• _Work to do_: Put every line of the records below into a Markdown table with two columns, Row and Line, numbering the rows in order and leaving out blank lines.

• _Data excerpts_:
>>>>

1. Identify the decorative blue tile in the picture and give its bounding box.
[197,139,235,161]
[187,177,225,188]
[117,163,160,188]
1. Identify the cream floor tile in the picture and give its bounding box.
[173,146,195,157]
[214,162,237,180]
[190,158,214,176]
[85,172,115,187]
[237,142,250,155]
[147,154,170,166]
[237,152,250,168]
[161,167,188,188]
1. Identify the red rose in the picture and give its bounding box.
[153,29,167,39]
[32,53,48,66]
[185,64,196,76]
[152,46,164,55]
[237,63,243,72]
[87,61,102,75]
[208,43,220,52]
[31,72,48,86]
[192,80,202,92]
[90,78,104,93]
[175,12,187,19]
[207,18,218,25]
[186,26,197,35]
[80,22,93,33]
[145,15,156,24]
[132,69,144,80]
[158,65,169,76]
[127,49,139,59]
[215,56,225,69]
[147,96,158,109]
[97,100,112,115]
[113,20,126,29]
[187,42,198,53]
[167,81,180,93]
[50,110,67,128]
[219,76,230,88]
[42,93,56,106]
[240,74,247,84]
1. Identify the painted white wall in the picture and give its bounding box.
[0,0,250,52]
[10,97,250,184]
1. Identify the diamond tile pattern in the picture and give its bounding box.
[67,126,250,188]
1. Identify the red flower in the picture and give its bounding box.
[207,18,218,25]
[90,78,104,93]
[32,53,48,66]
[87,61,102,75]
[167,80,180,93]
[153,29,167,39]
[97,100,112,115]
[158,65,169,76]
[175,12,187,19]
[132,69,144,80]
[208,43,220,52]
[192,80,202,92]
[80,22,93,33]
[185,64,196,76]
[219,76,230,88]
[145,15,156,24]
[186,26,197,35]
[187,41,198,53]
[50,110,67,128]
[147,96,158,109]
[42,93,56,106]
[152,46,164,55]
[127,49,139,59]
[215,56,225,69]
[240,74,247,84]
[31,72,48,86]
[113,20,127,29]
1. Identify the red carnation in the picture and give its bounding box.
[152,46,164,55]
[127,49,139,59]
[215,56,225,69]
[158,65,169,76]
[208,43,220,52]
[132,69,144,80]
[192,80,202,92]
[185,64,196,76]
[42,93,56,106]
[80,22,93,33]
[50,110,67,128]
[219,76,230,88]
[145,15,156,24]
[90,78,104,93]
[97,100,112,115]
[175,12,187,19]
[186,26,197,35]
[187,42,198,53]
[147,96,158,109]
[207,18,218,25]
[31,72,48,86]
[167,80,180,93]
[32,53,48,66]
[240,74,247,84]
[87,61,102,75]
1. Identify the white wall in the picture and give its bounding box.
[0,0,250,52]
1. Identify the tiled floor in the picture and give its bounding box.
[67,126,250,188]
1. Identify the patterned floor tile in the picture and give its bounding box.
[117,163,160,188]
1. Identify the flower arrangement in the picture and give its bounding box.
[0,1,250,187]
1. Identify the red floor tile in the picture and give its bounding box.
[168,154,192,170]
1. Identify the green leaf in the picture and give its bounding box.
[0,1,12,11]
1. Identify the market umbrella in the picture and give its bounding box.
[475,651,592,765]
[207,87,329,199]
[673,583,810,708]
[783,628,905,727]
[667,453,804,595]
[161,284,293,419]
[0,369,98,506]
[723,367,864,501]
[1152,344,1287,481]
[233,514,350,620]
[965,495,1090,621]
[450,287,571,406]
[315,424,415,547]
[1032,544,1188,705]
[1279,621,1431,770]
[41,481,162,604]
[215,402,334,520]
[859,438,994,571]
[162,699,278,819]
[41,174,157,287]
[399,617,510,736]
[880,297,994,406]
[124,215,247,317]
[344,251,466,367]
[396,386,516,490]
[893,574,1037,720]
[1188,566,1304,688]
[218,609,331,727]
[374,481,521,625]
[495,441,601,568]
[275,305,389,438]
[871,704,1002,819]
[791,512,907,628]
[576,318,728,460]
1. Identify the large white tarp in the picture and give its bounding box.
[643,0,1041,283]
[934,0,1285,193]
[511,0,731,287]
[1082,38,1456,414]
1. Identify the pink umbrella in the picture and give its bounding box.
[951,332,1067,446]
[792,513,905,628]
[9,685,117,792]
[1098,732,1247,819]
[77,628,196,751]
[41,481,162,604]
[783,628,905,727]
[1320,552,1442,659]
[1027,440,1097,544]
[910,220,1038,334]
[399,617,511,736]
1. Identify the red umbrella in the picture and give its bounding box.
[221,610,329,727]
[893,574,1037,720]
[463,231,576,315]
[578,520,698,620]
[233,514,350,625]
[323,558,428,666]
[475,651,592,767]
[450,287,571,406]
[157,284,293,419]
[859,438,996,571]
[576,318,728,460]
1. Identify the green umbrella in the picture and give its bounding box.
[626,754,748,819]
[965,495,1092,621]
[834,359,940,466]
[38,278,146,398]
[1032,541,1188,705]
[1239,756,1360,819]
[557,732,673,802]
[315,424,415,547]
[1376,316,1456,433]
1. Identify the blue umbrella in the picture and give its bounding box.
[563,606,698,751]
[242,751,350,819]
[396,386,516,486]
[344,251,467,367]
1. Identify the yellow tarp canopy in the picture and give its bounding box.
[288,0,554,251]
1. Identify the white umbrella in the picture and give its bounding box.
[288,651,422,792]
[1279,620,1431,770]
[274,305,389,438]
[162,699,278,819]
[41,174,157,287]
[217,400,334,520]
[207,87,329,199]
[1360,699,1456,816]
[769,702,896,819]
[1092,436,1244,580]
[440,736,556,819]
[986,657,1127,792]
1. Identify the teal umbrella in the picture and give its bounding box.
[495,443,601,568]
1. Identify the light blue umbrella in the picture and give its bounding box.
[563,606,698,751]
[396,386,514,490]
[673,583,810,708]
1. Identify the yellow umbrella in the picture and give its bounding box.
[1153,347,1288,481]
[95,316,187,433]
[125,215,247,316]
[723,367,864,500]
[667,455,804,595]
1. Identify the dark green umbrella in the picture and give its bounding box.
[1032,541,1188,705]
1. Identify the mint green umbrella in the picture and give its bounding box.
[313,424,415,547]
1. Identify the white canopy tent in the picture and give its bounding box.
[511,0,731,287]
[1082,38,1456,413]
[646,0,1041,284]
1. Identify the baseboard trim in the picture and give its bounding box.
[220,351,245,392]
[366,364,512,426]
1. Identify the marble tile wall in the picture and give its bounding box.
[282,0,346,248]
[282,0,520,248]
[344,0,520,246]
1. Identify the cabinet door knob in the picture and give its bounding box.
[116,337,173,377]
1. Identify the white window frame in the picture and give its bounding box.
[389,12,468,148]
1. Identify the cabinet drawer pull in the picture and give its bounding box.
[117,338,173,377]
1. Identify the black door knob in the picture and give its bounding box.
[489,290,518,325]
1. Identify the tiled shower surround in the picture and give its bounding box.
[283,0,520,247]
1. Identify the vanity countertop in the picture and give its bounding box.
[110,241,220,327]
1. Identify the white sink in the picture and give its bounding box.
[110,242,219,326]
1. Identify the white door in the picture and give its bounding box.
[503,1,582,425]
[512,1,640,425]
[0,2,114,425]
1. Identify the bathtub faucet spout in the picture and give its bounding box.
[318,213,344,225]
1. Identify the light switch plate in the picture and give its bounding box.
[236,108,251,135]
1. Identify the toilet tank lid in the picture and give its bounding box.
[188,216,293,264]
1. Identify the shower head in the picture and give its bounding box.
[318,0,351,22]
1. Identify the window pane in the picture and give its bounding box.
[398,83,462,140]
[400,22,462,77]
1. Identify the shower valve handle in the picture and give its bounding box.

<<<<

• _Result of this task_:
| Row | Line |
|---|---|
| 1 | 1. Identify the decorative blue tile in the picture and give its bounding box. |
| 2 | [197,139,235,161] |
| 3 | [187,177,225,188] |
| 4 | [117,163,160,188] |
| 5 | 1. Identify the cream floor tile in the picture and give its bounding box. |
| 6 | [173,146,195,157] |
| 7 | [214,162,237,180] |
| 8 | [190,158,214,176] |
| 9 | [85,172,115,187] |
| 10 | [237,142,250,155] |
| 11 | [147,154,170,166] |
| 12 | [237,152,250,168] |
| 13 | [161,167,188,188] |
| 14 | 1. Identify the red rose in the picture and give its bounding box. |
| 15 | [153,29,167,39] |
| 16 | [32,53,48,66] |
| 17 | [185,64,196,76] |
| 18 | [152,46,164,55] |
| 19 | [237,63,243,72] |
| 20 | [87,61,102,75] |
| 21 | [208,43,220,52] |
| 22 | [31,72,48,86] |
| 23 | [192,80,202,92] |
| 24 | [90,78,104,93] |
| 25 | [175,12,187,19] |
| 26 | [207,18,218,25] |
| 27 | [186,26,197,35] |
| 28 | [80,22,93,33] |
| 29 | [145,15,156,24] |
| 30 | [132,69,144,80] |
| 31 | [158,65,169,76] |
| 32 | [127,49,139,59] |
| 33 | [215,56,225,69] |
| 34 | [147,96,158,109] |
| 35 | [97,100,112,115] |
| 36 | [113,20,126,29] |
| 37 | [187,42,198,53] |
| 38 | [167,81,180,93] |
| 39 | [50,110,67,128] |
| 40 | [219,76,230,88] |
| 41 | [42,93,56,106] |
| 42 | [240,74,247,84] |
| 43 | 1. Identify the painted white wall in the picture and give its bounding box. |
| 44 | [0,0,250,52] |
| 45 | [10,97,250,184] |
| 46 | 1. Identify the diamond tile pattern in the picture and give its bounding box. |
| 47 | [67,126,250,188] |
| 48 | 1. Identify the red flower in the picture and give its bounding box. |
| 49 | [207,18,218,25] |
| 50 | [90,78,104,93] |
| 51 | [32,53,48,66] |
| 52 | [87,61,102,75] |
| 53 | [167,80,180,93] |
| 54 | [153,29,167,39] |
| 55 | [97,100,112,115] |
| 56 | [158,65,169,76] |
| 57 | [175,12,187,19] |
| 58 | [132,69,144,80] |
| 59 | [208,43,220,52] |
| 60 | [192,80,202,92] |
| 61 | [80,22,93,33] |
| 62 | [185,64,196,76] |
| 63 | [219,76,230,88] |
| 64 | [145,15,156,24] |
| 65 | [186,26,197,35] |
| 66 | [187,41,198,53] |
| 67 | [50,110,67,128] |
| 68 | [147,96,158,109] |
| 69 | [42,93,56,106] |
| 70 | [152,46,164,55] |
| 71 | [127,49,139,59] |
| 72 | [215,56,225,69] |
| 73 | [240,74,247,84] |
| 74 | [31,72,48,86] |
| 75 | [113,20,127,29] |
| 76 | 1. Identify the red carnation in the picture and give its bounding box. |
| 77 | [152,46,164,55] |
| 78 | [127,49,139,59] |
| 79 | [215,56,225,69] |
| 80 | [158,65,169,76] |
| 81 | [208,43,220,52] |
| 82 | [132,69,144,80] |
| 83 | [192,80,202,92] |
| 84 | [185,64,196,76] |
| 85 | [42,93,56,106] |
| 86 | [80,22,93,33] |
| 87 | [50,110,67,128] |
| 88 | [219,76,230,88] |
| 89 | [145,15,156,24] |
| 90 | [90,78,104,93] |
| 91 | [97,100,112,115] |
| 92 | [175,12,187,19] |
| 93 | [186,26,197,35] |
| 94 | [187,42,198,53] |
| 95 | [147,96,158,109] |
| 96 | [207,18,218,25] |
| 97 | [31,72,48,86] |
| 98 | [167,80,180,93] |
| 99 | [32,53,48,66] |
| 100 | [240,74,247,84] |
| 101 | [87,61,102,75] |
| 102 | 1. Identify the white wall in the picture and give its bounding box. |
| 103 | [0,0,250,52] |
| 104 | 1. Identify the tiled floor in the picture and give its bounding box. |
| 105 | [67,126,250,188] |
| 106 | 1. Identify the patterned floor tile in the picture and give its bounding box. |
| 107 | [117,163,160,188] |
| 108 | 1. Identify the flower arrangement in the picture and give its bounding box. |
| 109 | [0,1,250,187] |
| 110 | 1. Identify the red floor tile in the picture and give its bounding box. |
| 111 | [168,154,192,170] |
| 112 | 1. Identify the green leaf in the picture and give its bounding box. |
| 113 | [0,1,12,11] |
| 114 | 1. Identify the market umbrella in the picture and give its bounding box. |
| 115 | [475,651,592,765] |
| 116 | [207,87,329,199] |
| 117 | [673,583,810,708] |
| 118 | [783,628,905,727] |
| 119 | [667,453,804,595] |
| 120 | [161,284,293,419] |
| 121 | [0,369,98,506] |
| 122 | [723,367,864,501] |
| 123 | [1152,344,1287,481] |
| 124 | [233,514,350,620] |
| 125 | [965,495,1090,621] |
| 126 | [450,287,571,406] |
| 127 | [315,424,415,547] |
| 128 | [1032,544,1188,705] |
| 129 | [1279,621,1431,770] |
| 130 | [41,481,162,604] |
| 131 | [215,402,334,520] |
| 132 | [859,438,994,571] |
| 133 | [162,699,278,819] |
| 134 | [41,174,157,287] |
| 135 | [399,617,510,736] |
| 136 | [880,297,994,406] |
| 137 | [124,215,247,317] |
| 138 | [344,251,466,367] |
| 139 | [396,386,516,490] |
| 140 | [893,574,1037,720] |
| 141 | [1188,566,1304,688] |
| 142 | [218,609,331,727] |
| 143 | [374,481,521,625] |
| 144 | [495,441,601,568] |
| 145 | [275,305,389,438] |
| 146 | [871,704,1002,819] |
| 147 | [791,512,907,628] |
| 148 | [576,318,728,460] |
| 149 | 1. Identify the large white tarp in the picture and give its bounding box. |
| 150 | [643,0,1041,283] |
| 151 | [934,0,1285,193] |
| 152 | [511,0,731,287] |
| 153 | [1082,38,1456,414] |
| 154 | 1. Identify the pink umbrella in the picture and give its bounding box. |
| 155 | [951,332,1067,446] |
| 156 | [792,513,905,628] |
| 157 | [9,685,117,792] |
| 158 | [1098,732,1247,819] |
| 159 | [77,628,196,751] |
| 160 | [41,481,162,604] |
| 161 | [783,628,905,727] |
| 162 | [1320,552,1442,659] |
| 163 | [1027,440,1097,544] |
| 164 | [910,220,1038,334] |
| 165 | [399,617,511,736] |
| 166 | 1. Identify the red umbrella in the picture and give its bounding box. |
| 167 | [221,610,329,727] |
| 168 | [893,574,1037,720] |
| 169 | [463,231,576,315] |
| 170 | [578,520,698,620] |
| 171 | [233,514,350,625] |
| 172 | [323,558,428,666] |
| 173 | [475,651,592,767] |
| 174 | [450,287,571,406] |
| 175 | [157,284,293,419] |
| 176 | [859,438,996,571] |
| 177 | [576,318,728,460] |
| 178 | 1. Identify the green umbrella in the picture and give its bounding box. |
| 179 | [626,754,748,819] |
| 180 | [965,495,1092,621] |
| 181 | [834,359,940,466] |
| 182 | [38,278,146,398] |
| 183 | [1032,541,1188,705] |
| 184 | [1239,756,1360,819] |
| 185 | [557,732,673,802] |
| 186 | [315,424,415,547] |
| 187 | [1376,316,1456,433] |
| 188 | 1. Identify the blue umbrella in the picture and give its bounding box. |
| 189 | [563,606,698,751] |
| 190 | [242,751,350,819] |
| 191 | [396,386,516,486] |
| 192 | [344,251,467,367] |
| 193 | 1. Identify the yellow tarp canopy in the picture and give its bounding box. |
| 194 | [288,0,554,251] |
| 195 | 1. Identify the white umbrella in the picture and give its bounding box. |
| 196 | [288,651,422,792] |
| 197 | [1279,620,1431,770] |
| 198 | [274,305,389,438] |
| 199 | [162,699,278,819] |
| 200 | [41,174,157,287] |
| 201 | [217,400,334,520] |
| 202 | [207,87,329,199] |
| 203 | [1360,699,1456,816] |
| 204 | [769,702,896,819] |
| 205 | [1092,436,1244,580] |
| 206 | [440,736,556,819] |
| 207 | [986,657,1127,792] |
| 208 | 1. Identify the teal umbrella in the picture and give its bounding box. |
| 209 | [495,443,601,568] |
| 210 | 1. Identify the light blue umbrella in the picture and give its bounding box. |
| 211 | [563,606,698,751] |
| 212 | [396,386,514,490] |
| 213 | [673,583,810,708] |
| 214 | 1. Identify the yellow umbrella in the picture and give its bounding box. |
| 215 | [1153,347,1288,481] |
| 216 | [95,316,187,433] |
| 217 | [125,215,247,316] |
| 218 | [723,367,864,500] |
| 219 | [667,455,804,595] |
| 220 | 1. Identify the dark green umbrella in the picture and give its bounding box. |
| 221 | [1032,541,1188,705] |
| 222 | 1. Identify the mint green umbrella in the picture and give its bounding box. |
| 223 | [313,424,415,547] |
| 224 | 1. Identify the white canopy tent in the picture and give its bounding box. |
| 225 | [511,0,731,287] |
| 226 | [1082,38,1456,413] |
| 227 | [646,0,1041,284] |
| 228 | 1. Identify the baseboard trim in the picture and give its bounding box. |
| 229 | [220,351,245,392] |
| 230 | [366,364,512,426] |
| 231 | 1. Identify the marble tile wall in the picture and give its bounding box. |
| 232 | [282,0,346,248] |
| 233 | [282,0,520,248] |
| 234 | [344,0,520,246] |
| 235 | 1. Identify the cabinet door knob in the picture and give its bounding box. |
| 236 | [116,337,173,377] |
| 237 | 1. Identify the white window frame in the picture and give its bounding box. |
| 238 | [389,12,468,148] |
| 239 | 1. Identify the cabinet drawer pull in the picture and give its bounding box. |
| 240 | [117,338,173,377] |
| 241 | 1. Identify the black door knob in the picture and give its bounding box. |
| 242 | [489,290,518,325] |
| 243 | 1. Identify the tiled shower surround in the picture and give its bounding box. |
| 244 | [283,0,520,247] |
| 245 | 1. Identify the vanity countertop in the picture and give its bounding box. |
| 246 | [110,241,220,327] |
| 247 | 1. Identify the white sink in the picture and give its bounding box. |
| 248 | [110,242,219,326] |
| 249 | 1. Identify the white door in the picture and give its bounding box. |
| 250 | [503,1,582,425] |
| 251 | [512,1,640,425] |
| 252 | [0,2,114,425] |
| 253 | 1. Identify the bathtub faucet spout in the picture and give its bounding box. |
| 254 | [318,213,344,225] |
| 255 | 1. Identify the light switch plate in the picture and give its bounding box. |
| 256 | [236,108,251,135] |
| 257 | 1. Identify the toilet tank lid in the picture and give its bounding box. |
| 258 | [188,216,293,264] |
| 259 | 1. Identify the shower head in the picture and give its bounding box. |
| 260 | [318,0,351,22] |
| 261 | 1. Identify the window pane in the picture and give its bounding box. |
| 262 | [398,83,462,140] |
| 263 | [400,22,462,77] |
| 264 | 1. Identify the shower valve handle in the picture and give its bounding box. |